## Description of the task
Reproduce the lines of the data from the one containing "of the pile" through the end of the data, substituting "Reference output" for each occurrence of "Sample output" and leaving everything else unchanged.

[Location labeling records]
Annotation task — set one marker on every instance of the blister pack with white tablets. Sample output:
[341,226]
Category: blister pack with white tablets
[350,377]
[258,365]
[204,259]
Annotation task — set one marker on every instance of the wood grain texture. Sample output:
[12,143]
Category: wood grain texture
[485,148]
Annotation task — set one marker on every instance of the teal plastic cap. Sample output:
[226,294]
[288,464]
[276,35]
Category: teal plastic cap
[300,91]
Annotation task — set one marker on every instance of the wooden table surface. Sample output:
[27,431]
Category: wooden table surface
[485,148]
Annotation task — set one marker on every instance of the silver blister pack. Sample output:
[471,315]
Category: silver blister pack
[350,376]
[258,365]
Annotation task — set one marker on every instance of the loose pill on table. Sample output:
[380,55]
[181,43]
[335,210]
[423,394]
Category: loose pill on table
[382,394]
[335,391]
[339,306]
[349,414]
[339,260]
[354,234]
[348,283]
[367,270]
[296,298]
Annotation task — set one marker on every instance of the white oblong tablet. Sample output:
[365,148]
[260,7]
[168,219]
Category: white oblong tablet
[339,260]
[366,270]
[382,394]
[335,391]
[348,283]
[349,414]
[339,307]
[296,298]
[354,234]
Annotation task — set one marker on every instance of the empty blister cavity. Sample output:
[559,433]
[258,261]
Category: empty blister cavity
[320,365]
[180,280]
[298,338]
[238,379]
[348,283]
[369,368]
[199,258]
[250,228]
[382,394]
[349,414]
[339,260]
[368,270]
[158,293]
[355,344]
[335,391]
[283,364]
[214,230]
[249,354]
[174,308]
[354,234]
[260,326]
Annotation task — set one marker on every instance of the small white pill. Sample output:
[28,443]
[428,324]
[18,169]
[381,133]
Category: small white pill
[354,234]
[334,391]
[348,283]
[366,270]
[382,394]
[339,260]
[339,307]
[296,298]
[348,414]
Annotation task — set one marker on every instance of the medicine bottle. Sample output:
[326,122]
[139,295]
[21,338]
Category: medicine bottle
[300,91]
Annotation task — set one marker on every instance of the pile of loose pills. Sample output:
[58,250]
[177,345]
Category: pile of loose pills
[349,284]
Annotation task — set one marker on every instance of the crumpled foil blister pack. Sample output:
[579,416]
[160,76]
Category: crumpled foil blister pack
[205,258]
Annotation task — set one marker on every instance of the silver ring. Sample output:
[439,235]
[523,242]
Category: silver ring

## Correct result
Annotation task — set one marker on every instance of the pile of loose pills. Reference output:
[58,250]
[177,345]
Category: pile of loose pills
[349,284]
Annotation task — set one marker on every instance of the crumpled foil blister pack. Reference output:
[579,416]
[160,76]
Category: crumpled foil blister pack
[205,258]
Annotation task — set one marker on every instance of the silver ring. Reference output:
[439,235]
[523,242]
Category: silver ring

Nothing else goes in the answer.